=== THE INPUT ===
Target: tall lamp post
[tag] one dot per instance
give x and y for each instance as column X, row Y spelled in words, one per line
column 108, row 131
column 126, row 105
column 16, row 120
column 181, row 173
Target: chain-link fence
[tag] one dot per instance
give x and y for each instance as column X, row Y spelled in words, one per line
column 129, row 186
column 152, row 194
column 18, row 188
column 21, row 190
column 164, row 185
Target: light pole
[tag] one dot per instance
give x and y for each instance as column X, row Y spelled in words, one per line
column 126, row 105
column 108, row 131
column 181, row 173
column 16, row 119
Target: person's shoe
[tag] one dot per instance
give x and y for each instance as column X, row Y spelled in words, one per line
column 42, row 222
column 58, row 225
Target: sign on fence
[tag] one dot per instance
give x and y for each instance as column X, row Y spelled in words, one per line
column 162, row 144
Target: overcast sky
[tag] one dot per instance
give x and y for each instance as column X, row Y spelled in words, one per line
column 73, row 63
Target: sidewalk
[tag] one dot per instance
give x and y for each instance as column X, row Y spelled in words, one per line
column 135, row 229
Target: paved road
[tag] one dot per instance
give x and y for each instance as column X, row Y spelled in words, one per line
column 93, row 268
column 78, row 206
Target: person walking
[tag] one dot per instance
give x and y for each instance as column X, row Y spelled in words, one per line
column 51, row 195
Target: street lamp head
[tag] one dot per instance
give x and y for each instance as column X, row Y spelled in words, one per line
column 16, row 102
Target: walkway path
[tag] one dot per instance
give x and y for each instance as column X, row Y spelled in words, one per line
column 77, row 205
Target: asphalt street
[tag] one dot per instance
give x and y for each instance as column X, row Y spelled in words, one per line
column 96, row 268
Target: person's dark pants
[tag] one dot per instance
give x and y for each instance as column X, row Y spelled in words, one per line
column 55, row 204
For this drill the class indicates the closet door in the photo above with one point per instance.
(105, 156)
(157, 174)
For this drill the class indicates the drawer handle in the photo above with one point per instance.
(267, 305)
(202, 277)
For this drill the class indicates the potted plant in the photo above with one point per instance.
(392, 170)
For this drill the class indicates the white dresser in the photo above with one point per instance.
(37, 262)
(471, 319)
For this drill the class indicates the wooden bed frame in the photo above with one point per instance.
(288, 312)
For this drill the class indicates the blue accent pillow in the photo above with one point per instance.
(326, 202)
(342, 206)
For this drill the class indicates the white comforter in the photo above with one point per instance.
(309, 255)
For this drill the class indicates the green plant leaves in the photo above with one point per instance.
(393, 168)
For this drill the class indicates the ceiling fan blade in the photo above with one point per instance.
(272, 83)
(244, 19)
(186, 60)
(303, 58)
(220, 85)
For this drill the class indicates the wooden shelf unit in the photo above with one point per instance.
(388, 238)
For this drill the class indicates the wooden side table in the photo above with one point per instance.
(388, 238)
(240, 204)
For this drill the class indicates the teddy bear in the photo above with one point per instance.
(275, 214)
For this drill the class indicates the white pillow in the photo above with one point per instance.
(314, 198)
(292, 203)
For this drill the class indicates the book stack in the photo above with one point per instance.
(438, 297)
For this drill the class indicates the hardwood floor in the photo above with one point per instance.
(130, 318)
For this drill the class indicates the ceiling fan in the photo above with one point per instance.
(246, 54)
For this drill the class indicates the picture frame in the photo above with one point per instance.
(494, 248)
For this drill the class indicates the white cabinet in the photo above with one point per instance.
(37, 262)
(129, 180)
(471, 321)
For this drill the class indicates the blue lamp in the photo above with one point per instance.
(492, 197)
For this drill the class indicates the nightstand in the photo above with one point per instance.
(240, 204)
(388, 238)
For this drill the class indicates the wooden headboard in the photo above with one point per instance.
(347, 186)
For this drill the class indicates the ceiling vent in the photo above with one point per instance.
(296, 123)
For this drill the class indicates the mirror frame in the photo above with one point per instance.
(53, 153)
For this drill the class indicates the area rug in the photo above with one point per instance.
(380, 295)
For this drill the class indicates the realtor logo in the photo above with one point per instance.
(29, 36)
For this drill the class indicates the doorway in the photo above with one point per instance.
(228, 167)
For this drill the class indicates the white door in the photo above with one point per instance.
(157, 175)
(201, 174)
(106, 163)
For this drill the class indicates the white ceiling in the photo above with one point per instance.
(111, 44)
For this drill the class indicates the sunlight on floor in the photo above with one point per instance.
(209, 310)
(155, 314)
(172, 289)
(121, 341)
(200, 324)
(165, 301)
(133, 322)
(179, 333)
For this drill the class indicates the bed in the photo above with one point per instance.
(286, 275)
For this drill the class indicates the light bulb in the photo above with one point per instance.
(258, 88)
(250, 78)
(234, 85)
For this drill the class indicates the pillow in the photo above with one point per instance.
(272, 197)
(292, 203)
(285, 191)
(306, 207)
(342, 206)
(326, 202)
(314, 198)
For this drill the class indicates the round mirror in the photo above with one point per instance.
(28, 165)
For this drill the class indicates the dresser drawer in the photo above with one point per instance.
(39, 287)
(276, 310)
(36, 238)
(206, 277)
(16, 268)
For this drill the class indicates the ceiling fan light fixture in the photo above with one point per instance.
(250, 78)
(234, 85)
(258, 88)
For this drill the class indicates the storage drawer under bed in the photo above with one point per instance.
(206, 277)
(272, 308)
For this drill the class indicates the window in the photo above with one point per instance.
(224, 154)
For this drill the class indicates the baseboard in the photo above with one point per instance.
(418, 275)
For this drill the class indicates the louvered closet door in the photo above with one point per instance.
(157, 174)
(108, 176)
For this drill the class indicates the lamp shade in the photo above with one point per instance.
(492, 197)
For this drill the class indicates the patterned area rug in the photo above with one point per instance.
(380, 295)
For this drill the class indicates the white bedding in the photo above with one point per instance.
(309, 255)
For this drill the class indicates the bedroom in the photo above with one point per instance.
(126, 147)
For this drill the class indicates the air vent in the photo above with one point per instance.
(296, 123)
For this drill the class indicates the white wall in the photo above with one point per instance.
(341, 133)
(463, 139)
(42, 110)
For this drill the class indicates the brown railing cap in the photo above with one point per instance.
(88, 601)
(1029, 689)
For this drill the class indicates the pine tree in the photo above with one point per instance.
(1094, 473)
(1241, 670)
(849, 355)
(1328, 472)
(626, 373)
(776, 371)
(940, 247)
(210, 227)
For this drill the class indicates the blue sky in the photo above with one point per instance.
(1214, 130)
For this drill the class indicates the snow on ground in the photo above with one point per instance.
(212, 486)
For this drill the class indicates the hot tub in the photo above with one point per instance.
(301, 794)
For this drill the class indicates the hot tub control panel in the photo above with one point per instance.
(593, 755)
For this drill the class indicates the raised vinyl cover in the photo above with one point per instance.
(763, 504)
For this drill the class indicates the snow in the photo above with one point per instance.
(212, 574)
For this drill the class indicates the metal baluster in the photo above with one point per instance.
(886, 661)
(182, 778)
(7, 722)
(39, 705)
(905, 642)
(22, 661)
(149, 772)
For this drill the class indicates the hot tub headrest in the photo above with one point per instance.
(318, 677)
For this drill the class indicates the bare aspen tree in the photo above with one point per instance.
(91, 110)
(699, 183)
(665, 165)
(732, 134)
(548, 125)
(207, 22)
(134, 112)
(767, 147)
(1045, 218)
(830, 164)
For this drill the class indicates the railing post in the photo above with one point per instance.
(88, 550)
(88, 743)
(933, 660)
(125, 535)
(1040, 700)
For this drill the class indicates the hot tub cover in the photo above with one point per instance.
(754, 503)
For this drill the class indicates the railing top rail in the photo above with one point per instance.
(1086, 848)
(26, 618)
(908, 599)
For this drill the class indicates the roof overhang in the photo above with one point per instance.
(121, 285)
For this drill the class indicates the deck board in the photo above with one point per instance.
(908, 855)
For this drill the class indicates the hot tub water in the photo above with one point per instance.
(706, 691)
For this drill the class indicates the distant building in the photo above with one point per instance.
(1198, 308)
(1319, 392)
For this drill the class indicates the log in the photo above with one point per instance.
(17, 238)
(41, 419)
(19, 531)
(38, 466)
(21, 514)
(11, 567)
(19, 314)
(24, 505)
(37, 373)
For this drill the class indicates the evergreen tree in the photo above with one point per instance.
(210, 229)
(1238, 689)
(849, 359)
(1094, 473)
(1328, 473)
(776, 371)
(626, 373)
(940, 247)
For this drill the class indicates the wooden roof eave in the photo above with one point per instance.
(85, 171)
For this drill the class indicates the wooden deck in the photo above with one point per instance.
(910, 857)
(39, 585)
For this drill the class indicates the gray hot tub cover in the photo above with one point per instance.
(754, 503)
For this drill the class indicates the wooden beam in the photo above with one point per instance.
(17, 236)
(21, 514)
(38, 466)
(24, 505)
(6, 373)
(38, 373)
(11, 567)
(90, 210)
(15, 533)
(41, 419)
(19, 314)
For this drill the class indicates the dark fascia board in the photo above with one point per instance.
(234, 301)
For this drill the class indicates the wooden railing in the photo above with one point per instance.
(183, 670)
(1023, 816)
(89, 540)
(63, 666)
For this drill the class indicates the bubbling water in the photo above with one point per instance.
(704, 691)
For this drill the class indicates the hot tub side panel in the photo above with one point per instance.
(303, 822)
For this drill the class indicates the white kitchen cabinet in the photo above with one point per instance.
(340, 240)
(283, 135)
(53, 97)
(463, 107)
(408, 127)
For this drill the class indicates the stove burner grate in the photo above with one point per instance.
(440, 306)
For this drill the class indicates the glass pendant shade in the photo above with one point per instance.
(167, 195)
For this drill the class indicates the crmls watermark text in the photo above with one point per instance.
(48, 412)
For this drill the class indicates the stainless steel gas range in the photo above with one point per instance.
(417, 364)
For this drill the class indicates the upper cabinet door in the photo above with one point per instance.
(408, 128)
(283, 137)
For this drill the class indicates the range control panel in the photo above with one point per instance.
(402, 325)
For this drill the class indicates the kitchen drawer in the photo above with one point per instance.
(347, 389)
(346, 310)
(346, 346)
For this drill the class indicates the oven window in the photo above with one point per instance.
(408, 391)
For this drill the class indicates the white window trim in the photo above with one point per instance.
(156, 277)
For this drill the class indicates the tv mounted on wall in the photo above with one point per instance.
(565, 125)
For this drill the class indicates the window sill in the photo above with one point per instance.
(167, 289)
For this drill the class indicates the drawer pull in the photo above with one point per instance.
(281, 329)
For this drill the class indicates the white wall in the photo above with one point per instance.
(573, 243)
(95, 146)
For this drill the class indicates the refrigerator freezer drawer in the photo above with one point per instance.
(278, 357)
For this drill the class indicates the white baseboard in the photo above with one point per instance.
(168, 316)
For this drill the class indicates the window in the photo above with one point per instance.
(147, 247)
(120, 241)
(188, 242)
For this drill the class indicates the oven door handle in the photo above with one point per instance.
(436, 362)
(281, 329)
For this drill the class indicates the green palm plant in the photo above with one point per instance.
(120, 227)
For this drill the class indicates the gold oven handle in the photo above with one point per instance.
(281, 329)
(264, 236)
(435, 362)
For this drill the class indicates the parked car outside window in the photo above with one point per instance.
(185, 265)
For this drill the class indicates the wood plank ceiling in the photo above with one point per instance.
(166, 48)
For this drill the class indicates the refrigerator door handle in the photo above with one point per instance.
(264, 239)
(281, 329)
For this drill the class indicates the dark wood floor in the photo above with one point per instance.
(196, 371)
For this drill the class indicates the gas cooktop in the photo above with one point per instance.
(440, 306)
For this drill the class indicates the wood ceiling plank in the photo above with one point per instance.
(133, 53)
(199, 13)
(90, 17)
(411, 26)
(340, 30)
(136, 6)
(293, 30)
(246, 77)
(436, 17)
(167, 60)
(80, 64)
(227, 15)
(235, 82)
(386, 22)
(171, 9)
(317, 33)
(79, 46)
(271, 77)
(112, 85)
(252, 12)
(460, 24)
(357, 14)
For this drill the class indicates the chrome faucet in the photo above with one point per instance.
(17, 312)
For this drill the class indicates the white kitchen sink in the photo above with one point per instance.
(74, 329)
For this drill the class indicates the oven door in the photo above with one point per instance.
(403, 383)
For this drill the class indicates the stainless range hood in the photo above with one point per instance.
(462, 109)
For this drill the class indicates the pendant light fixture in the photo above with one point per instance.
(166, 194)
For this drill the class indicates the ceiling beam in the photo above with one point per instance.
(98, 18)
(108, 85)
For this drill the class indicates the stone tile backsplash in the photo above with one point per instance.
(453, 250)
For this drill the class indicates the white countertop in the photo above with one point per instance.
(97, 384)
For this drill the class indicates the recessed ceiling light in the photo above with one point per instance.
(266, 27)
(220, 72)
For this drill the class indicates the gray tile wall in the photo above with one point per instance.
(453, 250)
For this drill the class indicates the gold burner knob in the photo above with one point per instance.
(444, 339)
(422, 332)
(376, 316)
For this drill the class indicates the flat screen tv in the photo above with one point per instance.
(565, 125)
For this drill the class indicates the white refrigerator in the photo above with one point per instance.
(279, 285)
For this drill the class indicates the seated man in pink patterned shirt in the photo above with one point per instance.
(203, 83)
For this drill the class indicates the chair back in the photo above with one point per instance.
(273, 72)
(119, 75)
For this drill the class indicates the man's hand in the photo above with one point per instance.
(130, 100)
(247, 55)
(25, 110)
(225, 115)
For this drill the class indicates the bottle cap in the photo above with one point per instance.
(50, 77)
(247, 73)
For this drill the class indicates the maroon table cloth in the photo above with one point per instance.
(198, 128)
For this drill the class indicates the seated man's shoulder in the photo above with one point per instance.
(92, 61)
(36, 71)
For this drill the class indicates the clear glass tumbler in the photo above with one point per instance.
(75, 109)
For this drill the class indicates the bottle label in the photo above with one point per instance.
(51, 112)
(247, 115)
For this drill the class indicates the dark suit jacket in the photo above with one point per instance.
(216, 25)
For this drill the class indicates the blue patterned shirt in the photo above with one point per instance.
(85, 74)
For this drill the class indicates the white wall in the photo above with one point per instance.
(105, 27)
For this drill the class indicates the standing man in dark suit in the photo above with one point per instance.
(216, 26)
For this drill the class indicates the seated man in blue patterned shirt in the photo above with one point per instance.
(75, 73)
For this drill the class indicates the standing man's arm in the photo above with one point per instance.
===
Copy the items above word for word, from the first line through the line with "column 58, row 225", including that line.

▶ **RESULT**
Target: tall lamp post
[tag] one dot per instance
give x and y for each instance as column X, row Y spelled in words, one per line
column 108, row 131
column 126, row 105
column 16, row 120
column 181, row 173
Target: chain-link fence
[tag] one dot per instance
give x and y for each instance as column X, row Y spelled in words, one per line
column 129, row 186
column 152, row 194
column 18, row 188
column 21, row 190
column 164, row 185
Target: light pole
[tag] one dot per instance
give x and y for each instance as column X, row Y spelled in words, one per line
column 126, row 105
column 108, row 131
column 181, row 173
column 16, row 119
Target: person's shoe
[tag] one dot per instance
give x and y for each instance as column X, row Y spelled in words, one per line
column 42, row 222
column 58, row 225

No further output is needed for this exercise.